== BRANO DI RIFERIMENTO ==
-- -- --

Separazione delle carriere: il Senato dà il via libera definitivo.
 
            Che cosa cambia davvero e perché il Paese è diviso
Il Senato ha approvato in via definitiva la riforma costituzionale che introduce la separazione delle carriere nella magistratura: un passaggio che la maggioranza politicamente definisce storico e che le opposizioni bollano come parziale o addirittura dannoso. Il voto finale di Palazzo Madama — 112 favorevoli, 59 contrari e 9 astenuti — chiude la fase parlamentare prevista dalla Costituzione e apre la strada al possibile referendum confermativo, qualora non si raggiunga la soglia dei due terzi delle camere.
Questo compromesso legislativo nasce da una lunga stagione di dibattito: il testo definitivo sancisce la separazione fra magistratura “requirente” (i pubblici ministeri) e magistratura “giudicante” (i giudici), prevede la nascita di organismi distinti di autogoverno e istituisce nuove regole per la disciplina interna e per le nomine di vertice. Al contempo introduce meccanismi di rappresentanza pensati per limitare l’incidenza delle correnti tradizionali — come il sorteggio per alcuni membri dei nuovi organismi — e istituisce una nuova “Alta Corte disciplinare” deputata a giudicare i magistrati.

-- -- --

== DATI REGISTRATI ==
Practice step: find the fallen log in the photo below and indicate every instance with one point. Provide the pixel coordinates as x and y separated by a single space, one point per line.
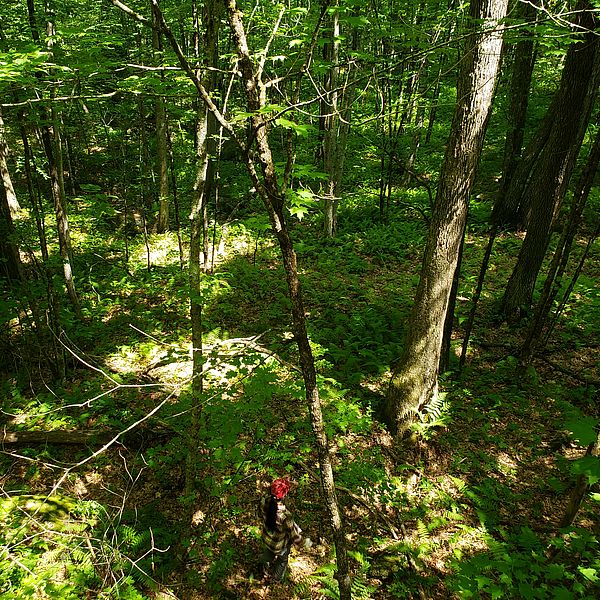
137 438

-- -- --

== COMPITI DA SVOLGERE ==
a - Secondo l'articolo sulla separazione delle carriere, quanti senatori hanno votato a favore della riforma nel voto finale di Palazzo Madama?
b - Trascrivi fedelmente il passo dell'articolo sulla separazione delle carriere che comincia con "Questo compromesso legislativo" e prosegue fino a "giudicare i magistrati.".

== RISPOSTE AI COMPITI ==
a - 112 senatori.

b -
Questo compromesso legislativo nasce da una lunga stagione di dibattito: il testo definitivo sancisce la separazione fra magistratura “requirente” (i pubblici ministeri) e magistratura “giudicante” (i giudici), prevede la nascita di organismi distinti di autogoverno e istituisce nuove regole per la disciplina interna e per le nomine di vertice. Al contempo introduce meccanismi di rappresentanza pensati per limitare l’incidenza delle correnti tradizionali — come il sorteggio per alcuni membri dei nuovi organismi — e istituisce una nuova “Alta Corte disciplinare” deputata a giudicare i magistrati.